Data drawn from a collection:
----
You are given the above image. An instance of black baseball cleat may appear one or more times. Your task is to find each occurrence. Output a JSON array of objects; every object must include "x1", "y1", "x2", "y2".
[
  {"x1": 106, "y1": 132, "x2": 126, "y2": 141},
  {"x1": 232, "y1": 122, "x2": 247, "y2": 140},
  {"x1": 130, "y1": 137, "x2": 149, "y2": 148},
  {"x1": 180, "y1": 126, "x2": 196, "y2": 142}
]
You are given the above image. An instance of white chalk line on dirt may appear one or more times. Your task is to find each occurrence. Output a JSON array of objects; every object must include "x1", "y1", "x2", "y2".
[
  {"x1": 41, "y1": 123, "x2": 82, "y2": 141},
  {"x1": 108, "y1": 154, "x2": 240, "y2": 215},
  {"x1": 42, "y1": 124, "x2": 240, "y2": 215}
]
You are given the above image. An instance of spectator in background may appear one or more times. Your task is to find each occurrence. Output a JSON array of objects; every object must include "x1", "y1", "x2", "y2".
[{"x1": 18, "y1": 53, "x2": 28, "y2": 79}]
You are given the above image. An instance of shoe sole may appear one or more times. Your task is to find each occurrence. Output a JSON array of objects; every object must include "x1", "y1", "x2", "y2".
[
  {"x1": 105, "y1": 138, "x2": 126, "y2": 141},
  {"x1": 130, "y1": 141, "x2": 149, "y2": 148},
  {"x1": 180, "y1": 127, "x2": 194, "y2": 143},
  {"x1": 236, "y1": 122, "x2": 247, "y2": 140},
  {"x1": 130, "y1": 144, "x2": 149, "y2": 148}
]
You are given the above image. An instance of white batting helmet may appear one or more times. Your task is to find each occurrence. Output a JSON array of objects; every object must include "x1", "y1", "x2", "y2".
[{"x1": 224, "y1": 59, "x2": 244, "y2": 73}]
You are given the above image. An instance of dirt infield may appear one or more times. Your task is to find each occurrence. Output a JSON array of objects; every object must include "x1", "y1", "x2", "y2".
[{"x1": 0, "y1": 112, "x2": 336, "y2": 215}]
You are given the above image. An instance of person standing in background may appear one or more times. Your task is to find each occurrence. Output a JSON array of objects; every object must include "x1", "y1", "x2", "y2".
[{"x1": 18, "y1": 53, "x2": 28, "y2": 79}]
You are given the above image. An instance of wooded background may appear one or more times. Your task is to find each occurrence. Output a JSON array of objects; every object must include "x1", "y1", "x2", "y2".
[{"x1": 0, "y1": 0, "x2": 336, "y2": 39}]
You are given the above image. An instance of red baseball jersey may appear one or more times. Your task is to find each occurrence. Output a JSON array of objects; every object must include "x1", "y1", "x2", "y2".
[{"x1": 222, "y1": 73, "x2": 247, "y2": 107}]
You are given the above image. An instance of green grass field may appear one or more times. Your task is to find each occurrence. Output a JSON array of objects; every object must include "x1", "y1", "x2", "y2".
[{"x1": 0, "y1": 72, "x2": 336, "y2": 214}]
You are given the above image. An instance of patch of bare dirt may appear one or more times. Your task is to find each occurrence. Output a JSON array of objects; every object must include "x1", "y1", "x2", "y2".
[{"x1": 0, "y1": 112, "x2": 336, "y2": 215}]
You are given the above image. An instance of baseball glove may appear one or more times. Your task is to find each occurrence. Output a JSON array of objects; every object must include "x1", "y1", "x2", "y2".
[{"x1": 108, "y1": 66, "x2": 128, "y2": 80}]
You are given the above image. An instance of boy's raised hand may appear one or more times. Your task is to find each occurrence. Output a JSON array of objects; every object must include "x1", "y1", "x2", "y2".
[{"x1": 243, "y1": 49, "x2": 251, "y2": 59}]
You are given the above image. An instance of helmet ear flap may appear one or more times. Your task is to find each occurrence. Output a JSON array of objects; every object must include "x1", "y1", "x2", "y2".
----
### Goal of the exercise:
Pull out every line of the items above that contains the word "helmet". Case counts.

### Completed task:
You are given the above image. An instance of white batting helmet may appear one or more times. Your task is to find each occurrence. Output a JSON array of objects; every object must include "x1", "y1", "x2", "y2".
You are given the above image. An instance of helmet ear flap may appear one or more times. Your task is to find each occurrence. Output a JSON array of objects; every object must include "x1", "y1", "x2", "y2".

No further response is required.